§ Task brief
Which lines in the items below contain the word "aircraft" with matching case? Pick out each one and copy it.

§ Entries
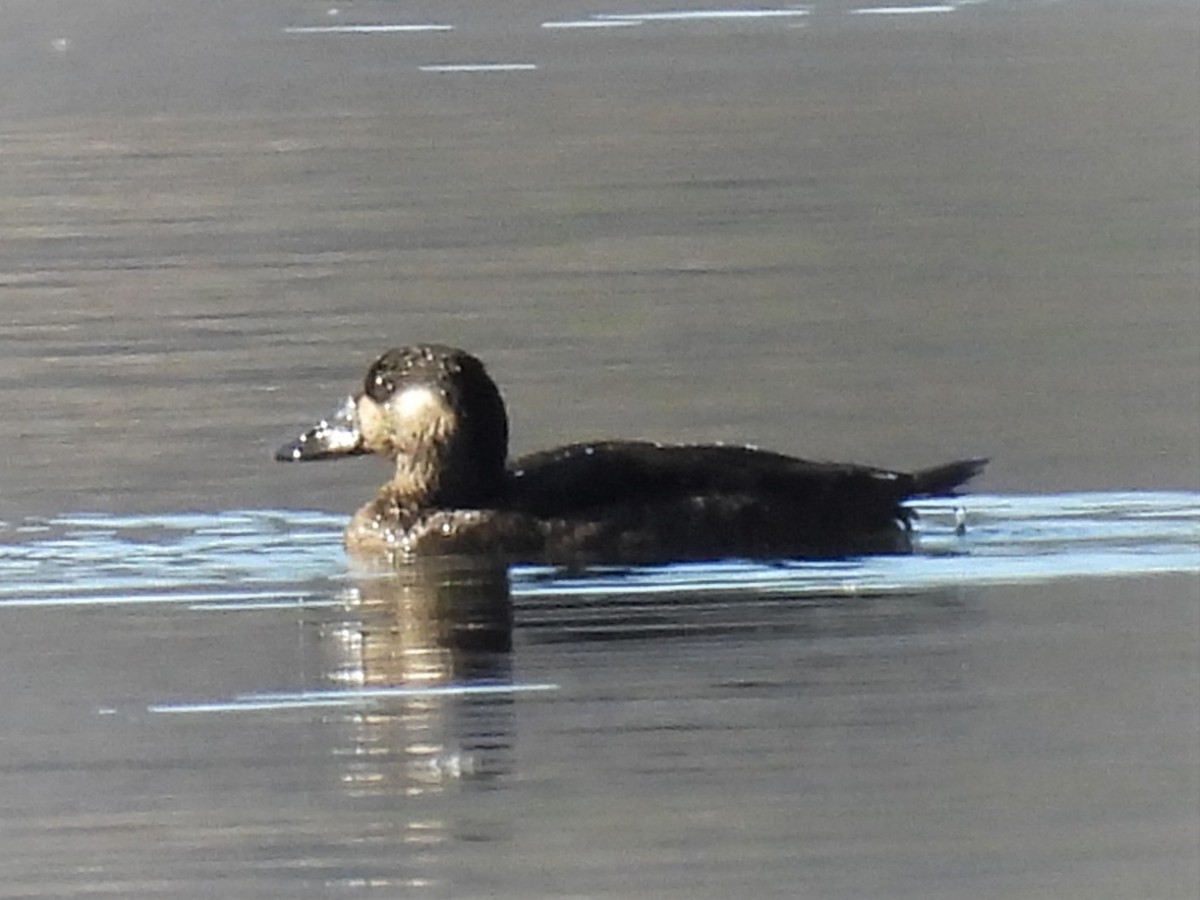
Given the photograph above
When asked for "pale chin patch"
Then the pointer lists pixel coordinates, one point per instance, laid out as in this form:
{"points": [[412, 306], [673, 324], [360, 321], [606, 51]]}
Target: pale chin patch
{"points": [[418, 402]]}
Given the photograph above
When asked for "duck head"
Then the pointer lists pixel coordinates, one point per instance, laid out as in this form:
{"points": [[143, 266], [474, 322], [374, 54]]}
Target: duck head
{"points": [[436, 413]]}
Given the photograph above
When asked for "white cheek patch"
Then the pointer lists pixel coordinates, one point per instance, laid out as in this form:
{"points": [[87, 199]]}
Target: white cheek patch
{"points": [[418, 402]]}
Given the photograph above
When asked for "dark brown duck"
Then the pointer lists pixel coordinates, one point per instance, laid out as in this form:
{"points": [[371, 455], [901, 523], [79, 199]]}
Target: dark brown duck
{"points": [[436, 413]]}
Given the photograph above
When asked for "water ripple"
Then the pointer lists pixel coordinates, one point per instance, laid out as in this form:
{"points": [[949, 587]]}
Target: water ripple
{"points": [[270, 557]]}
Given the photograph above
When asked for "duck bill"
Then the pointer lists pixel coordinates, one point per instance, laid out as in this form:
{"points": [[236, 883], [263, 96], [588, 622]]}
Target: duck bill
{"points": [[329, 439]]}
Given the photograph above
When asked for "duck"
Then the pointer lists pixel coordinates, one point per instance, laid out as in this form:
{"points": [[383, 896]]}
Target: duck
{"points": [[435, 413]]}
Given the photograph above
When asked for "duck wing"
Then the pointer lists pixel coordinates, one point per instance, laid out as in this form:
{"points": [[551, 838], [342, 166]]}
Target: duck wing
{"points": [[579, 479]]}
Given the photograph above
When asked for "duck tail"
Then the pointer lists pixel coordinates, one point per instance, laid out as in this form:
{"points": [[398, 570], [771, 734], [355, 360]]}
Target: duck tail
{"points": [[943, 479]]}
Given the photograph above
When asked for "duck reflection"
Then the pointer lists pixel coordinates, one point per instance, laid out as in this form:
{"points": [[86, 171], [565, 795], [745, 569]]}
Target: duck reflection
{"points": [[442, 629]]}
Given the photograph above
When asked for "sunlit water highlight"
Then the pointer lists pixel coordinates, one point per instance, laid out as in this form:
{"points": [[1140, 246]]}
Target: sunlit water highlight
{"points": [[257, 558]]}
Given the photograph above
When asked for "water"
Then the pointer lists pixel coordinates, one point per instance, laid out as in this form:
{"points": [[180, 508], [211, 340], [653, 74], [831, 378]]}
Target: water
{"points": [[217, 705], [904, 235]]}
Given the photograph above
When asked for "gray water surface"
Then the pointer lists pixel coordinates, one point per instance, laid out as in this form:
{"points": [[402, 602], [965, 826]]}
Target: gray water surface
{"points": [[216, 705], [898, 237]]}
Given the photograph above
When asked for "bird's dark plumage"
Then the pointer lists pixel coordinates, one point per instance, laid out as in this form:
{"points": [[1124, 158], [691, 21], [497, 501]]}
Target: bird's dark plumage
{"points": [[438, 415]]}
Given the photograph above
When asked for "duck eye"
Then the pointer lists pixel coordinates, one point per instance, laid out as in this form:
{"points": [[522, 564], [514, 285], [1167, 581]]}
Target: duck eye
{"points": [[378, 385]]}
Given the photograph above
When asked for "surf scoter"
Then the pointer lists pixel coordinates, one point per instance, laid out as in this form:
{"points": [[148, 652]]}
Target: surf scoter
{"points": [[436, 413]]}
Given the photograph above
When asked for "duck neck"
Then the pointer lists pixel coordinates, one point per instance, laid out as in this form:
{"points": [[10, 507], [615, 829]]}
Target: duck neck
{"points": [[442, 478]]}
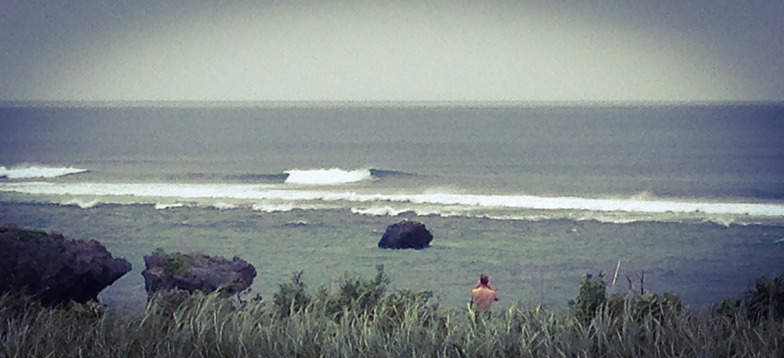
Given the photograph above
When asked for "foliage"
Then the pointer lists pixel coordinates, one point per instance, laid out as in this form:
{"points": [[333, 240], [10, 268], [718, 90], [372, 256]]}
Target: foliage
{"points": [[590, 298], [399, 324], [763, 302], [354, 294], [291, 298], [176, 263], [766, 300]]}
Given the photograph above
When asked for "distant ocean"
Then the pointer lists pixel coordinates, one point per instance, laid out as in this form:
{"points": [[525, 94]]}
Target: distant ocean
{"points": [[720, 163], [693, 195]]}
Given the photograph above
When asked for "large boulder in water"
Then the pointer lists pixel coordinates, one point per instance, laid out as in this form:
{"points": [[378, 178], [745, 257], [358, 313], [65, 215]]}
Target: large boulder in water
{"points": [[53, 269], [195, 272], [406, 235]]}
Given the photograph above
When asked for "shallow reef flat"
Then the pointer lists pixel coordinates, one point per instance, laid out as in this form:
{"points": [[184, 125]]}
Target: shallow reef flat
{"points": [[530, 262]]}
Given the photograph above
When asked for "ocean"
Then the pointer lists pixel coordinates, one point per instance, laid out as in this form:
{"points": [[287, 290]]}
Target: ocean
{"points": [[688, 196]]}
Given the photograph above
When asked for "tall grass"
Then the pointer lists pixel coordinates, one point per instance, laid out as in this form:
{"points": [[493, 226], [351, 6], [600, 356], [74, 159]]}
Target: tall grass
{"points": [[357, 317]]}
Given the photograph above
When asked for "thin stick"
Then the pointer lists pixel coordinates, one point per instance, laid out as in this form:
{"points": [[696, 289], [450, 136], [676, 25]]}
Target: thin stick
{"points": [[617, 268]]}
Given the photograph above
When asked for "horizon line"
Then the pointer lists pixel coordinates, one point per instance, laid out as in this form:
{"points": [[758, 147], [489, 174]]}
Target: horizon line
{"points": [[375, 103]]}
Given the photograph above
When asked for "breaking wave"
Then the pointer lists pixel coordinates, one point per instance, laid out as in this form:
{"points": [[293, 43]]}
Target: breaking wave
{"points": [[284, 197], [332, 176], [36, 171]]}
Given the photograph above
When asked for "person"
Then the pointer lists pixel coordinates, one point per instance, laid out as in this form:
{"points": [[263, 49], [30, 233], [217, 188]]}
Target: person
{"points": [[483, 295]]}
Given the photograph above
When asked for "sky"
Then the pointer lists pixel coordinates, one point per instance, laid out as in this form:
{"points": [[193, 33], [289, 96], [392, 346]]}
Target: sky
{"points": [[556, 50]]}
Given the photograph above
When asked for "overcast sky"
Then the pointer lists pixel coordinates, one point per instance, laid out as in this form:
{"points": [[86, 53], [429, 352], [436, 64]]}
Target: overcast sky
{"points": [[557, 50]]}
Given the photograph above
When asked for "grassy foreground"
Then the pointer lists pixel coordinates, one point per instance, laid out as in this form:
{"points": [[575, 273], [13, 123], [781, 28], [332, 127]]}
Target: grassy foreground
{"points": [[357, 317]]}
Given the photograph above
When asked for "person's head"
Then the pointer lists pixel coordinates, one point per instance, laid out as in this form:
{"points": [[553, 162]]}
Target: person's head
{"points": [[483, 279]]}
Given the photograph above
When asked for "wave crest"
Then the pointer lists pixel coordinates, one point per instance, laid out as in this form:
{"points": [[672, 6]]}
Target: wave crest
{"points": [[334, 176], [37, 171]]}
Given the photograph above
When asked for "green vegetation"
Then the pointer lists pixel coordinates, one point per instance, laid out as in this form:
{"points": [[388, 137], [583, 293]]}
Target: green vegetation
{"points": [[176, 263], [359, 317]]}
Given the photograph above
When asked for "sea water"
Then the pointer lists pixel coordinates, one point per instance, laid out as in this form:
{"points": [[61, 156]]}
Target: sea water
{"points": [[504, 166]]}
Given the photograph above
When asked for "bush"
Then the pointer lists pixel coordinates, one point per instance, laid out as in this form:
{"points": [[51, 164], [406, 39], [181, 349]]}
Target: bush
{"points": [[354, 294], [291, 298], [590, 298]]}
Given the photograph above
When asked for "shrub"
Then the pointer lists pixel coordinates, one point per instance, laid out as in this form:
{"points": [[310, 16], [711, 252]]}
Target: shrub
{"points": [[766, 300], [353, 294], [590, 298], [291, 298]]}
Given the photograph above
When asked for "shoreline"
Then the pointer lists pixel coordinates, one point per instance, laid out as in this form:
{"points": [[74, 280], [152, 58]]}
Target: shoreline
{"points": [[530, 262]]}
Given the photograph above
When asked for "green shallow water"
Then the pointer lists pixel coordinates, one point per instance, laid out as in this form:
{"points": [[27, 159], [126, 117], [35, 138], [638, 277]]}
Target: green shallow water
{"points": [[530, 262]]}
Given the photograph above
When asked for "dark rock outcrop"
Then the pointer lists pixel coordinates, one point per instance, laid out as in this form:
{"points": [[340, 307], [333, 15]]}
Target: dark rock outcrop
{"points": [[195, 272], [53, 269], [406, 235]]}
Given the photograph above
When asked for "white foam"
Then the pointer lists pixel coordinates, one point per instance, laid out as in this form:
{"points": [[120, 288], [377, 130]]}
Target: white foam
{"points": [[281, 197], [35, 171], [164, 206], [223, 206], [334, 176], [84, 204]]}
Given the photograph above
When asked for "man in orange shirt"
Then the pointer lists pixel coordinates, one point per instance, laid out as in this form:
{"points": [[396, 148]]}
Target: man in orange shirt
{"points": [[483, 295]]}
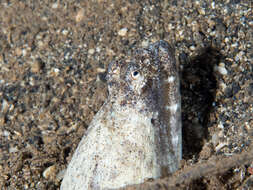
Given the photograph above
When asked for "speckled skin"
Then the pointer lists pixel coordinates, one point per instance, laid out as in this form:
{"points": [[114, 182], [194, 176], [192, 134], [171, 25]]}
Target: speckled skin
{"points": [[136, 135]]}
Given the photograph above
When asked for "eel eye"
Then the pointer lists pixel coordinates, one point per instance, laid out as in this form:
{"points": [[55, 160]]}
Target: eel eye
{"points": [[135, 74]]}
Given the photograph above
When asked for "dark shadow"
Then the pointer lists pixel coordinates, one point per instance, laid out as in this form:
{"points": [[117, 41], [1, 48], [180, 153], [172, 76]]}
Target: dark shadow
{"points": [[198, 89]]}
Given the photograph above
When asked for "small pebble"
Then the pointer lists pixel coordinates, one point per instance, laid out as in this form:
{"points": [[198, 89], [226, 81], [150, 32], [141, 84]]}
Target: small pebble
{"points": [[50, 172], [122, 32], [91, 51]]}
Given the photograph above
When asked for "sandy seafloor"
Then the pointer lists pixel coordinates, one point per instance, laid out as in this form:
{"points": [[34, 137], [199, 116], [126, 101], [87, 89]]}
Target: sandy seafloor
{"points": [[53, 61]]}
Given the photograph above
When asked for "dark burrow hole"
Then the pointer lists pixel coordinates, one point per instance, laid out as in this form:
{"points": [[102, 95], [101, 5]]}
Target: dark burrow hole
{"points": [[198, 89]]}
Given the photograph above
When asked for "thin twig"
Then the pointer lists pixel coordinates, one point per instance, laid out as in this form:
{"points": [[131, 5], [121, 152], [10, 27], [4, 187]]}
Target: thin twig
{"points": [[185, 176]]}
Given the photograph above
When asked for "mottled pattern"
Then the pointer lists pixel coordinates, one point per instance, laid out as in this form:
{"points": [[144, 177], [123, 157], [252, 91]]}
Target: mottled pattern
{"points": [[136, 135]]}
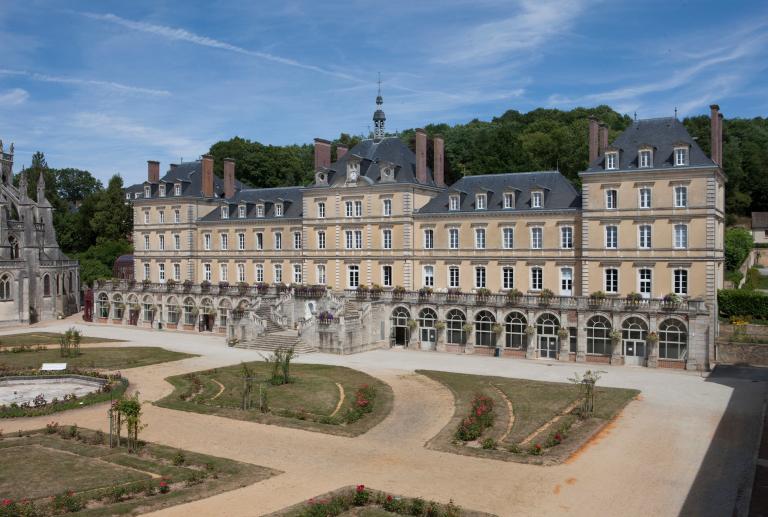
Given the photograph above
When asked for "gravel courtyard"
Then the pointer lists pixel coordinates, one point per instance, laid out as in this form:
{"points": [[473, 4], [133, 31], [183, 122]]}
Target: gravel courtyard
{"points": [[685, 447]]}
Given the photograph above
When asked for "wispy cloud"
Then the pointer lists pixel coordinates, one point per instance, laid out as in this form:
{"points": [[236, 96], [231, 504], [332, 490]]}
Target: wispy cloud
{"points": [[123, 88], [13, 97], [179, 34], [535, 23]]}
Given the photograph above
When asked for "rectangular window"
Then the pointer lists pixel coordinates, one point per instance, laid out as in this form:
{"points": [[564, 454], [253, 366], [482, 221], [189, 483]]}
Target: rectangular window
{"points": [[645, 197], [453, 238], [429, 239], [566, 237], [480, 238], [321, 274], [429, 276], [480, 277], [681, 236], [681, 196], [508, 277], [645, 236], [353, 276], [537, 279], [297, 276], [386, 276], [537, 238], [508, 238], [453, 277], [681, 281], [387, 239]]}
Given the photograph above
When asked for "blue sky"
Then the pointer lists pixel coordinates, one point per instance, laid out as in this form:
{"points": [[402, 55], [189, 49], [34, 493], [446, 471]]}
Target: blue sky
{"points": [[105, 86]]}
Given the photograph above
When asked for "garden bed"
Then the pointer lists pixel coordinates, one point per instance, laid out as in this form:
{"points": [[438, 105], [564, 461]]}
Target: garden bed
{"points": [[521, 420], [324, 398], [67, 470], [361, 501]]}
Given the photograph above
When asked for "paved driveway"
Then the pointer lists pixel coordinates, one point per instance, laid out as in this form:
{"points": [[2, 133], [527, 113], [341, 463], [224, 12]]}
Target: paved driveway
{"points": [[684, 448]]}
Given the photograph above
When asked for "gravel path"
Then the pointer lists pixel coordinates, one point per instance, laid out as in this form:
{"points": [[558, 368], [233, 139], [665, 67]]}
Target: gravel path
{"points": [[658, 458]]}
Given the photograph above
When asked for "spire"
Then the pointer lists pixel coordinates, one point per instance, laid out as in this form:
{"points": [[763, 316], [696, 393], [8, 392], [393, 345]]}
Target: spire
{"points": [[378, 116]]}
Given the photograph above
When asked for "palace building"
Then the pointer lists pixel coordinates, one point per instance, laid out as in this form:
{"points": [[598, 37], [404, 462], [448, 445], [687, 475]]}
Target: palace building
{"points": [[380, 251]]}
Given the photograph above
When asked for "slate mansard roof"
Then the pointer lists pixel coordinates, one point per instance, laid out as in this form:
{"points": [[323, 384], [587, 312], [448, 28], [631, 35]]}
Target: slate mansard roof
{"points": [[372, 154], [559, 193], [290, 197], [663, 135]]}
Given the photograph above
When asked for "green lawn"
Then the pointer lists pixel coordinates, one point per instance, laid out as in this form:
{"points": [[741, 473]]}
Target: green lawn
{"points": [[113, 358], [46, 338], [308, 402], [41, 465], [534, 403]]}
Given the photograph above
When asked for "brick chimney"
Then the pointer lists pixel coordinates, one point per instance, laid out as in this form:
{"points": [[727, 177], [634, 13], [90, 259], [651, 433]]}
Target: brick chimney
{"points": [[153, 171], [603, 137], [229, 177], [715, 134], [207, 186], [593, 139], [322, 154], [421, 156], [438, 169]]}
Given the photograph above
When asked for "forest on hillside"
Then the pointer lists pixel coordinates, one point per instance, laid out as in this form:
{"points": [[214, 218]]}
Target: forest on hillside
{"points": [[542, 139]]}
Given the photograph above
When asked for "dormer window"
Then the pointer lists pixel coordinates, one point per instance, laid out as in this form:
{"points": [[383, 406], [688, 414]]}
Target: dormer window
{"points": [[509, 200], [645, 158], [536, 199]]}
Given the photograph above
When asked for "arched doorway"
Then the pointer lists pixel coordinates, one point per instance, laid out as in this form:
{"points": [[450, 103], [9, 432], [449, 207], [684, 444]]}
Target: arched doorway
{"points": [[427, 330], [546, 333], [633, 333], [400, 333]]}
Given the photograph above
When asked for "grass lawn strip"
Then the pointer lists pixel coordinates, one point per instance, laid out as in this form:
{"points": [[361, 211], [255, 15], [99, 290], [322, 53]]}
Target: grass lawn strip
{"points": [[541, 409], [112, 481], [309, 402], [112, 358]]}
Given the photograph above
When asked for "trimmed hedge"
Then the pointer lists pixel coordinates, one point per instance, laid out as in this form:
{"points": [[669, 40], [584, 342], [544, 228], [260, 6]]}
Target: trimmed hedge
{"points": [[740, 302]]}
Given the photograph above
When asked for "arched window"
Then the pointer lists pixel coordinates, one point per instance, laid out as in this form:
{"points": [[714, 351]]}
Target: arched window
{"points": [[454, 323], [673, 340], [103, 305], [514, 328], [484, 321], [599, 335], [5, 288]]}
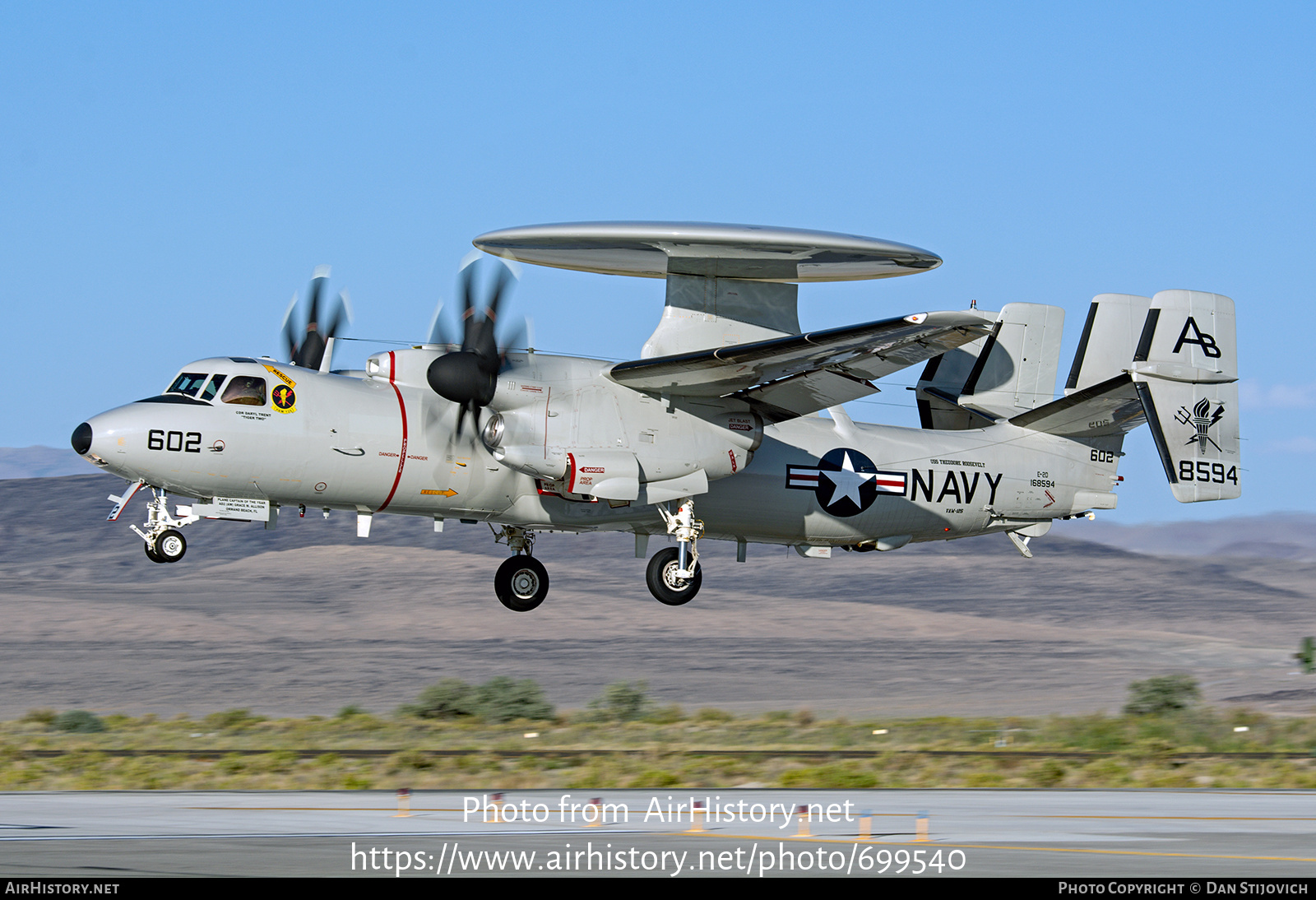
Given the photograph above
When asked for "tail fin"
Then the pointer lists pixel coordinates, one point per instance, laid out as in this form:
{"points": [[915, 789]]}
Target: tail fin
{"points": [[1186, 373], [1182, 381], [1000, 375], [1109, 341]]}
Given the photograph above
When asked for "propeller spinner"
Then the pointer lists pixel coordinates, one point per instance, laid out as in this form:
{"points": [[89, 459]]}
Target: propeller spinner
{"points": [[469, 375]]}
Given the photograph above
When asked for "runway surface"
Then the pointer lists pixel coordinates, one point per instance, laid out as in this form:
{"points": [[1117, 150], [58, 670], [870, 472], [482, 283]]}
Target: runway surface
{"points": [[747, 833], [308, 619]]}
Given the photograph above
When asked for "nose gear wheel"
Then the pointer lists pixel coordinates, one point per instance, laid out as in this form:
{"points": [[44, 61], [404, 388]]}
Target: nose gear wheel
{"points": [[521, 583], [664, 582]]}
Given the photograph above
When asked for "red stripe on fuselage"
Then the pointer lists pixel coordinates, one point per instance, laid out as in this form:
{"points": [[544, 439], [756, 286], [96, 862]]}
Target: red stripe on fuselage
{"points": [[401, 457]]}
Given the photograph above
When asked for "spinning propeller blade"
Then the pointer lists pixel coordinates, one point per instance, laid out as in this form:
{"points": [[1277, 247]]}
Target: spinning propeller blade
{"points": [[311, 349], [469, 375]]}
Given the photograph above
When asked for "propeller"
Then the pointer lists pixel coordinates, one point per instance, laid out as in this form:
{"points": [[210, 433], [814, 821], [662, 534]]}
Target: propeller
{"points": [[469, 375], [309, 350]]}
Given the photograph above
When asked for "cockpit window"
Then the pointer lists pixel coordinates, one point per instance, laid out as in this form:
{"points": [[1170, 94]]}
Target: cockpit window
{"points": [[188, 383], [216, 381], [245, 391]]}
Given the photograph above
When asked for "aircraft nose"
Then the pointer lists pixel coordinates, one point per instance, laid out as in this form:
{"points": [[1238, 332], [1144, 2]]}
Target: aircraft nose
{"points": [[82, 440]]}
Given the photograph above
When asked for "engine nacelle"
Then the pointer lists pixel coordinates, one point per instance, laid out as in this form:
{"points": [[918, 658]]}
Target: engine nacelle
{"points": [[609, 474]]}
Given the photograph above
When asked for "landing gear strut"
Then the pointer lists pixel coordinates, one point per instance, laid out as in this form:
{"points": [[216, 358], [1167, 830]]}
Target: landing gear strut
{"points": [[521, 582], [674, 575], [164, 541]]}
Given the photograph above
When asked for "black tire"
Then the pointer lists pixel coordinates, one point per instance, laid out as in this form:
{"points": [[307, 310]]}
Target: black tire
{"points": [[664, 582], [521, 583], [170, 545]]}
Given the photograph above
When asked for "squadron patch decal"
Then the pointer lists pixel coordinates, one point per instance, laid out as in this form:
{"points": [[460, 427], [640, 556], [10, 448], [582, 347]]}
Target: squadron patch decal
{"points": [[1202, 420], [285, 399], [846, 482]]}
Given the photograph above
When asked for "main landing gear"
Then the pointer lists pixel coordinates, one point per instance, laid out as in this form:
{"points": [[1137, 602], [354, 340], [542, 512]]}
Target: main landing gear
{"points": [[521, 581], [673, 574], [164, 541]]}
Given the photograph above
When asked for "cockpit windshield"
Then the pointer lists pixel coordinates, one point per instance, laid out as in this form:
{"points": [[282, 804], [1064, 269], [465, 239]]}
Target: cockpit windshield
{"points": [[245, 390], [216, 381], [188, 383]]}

§ Full response
When asked for "aircraft nose"
Target: aircraft nose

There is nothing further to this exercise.